Records of labeled points:
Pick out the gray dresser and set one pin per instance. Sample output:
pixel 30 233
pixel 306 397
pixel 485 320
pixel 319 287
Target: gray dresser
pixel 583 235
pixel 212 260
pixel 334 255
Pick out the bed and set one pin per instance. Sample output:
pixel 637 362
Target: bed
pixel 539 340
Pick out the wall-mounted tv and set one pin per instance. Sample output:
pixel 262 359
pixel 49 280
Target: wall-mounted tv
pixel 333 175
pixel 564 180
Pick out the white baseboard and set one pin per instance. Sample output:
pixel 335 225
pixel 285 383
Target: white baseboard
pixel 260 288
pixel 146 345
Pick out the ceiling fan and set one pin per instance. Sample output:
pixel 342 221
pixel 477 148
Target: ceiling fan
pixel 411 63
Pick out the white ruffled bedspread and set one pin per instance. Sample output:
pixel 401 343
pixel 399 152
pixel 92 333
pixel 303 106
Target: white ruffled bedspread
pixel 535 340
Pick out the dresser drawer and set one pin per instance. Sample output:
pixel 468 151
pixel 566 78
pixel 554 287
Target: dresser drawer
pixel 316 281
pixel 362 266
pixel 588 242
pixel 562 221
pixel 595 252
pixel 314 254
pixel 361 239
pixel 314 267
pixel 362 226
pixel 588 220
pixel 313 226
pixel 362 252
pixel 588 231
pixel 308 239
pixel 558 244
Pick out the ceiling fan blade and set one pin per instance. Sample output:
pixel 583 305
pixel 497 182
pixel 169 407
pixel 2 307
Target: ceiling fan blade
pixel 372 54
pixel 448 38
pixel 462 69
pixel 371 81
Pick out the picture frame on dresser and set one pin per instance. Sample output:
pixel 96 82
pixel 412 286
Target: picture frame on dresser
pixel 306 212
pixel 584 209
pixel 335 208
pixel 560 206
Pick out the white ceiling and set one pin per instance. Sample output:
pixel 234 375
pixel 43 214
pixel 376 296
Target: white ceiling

§ **THE EXERCISE**
Rewrite all the records above, changing each "set one pin per instance" to "place one pin per instance" and leaving every other line untouched.

§ **REPLY TO THE EXERCISE**
Pick out the gray dresser and place one pin per instance. Sample output:
pixel 30 233
pixel 306 397
pixel 485 320
pixel 319 287
Target: gray dresser
pixel 583 235
pixel 212 260
pixel 334 255
Pick out the bed and place one pin per instance. Sample output:
pixel 637 362
Target: bed
pixel 539 340
Pick out the wall-mounted tv and place one pin per instance. Sample output:
pixel 262 359
pixel 49 280
Target: wall-mounted tv
pixel 333 175
pixel 564 180
Pick out the white baseboard and place one pin per instance. Sample output:
pixel 335 225
pixel 285 383
Target: white baseboard
pixel 260 288
pixel 146 345
Pick out the ceiling fan and place one pin per instance. Sample output:
pixel 342 221
pixel 477 148
Target: ceiling fan
pixel 411 63
Pick out the white ruffled bedspread and place one pin per instance. Sample output:
pixel 401 343
pixel 399 152
pixel 92 333
pixel 303 106
Target: white ruffled bedspread
pixel 535 340
Pick out the dresser drawer and place one pin per instance. Sample output:
pixel 468 151
pixel 566 78
pixel 554 287
Target: dresser drawer
pixel 316 281
pixel 362 266
pixel 588 242
pixel 562 221
pixel 595 252
pixel 314 254
pixel 361 239
pixel 314 267
pixel 362 226
pixel 588 220
pixel 313 226
pixel 362 252
pixel 588 231
pixel 308 239
pixel 558 244
Pick out the ceiling fan blade and place one pin per instance. Sample output:
pixel 583 305
pixel 497 182
pixel 169 407
pixel 2 307
Target: ceiling fan blade
pixel 372 54
pixel 448 38
pixel 462 69
pixel 371 81
Pick out the picture frame on dresser and place one pin per instance. Sample output:
pixel 96 82
pixel 412 286
Target: picture frame on dresser
pixel 306 212
pixel 584 209
pixel 335 208
pixel 560 206
Pick out the white ceiling and place one pin per instance. Sample output:
pixel 234 375
pixel 43 214
pixel 376 296
Target: white ceiling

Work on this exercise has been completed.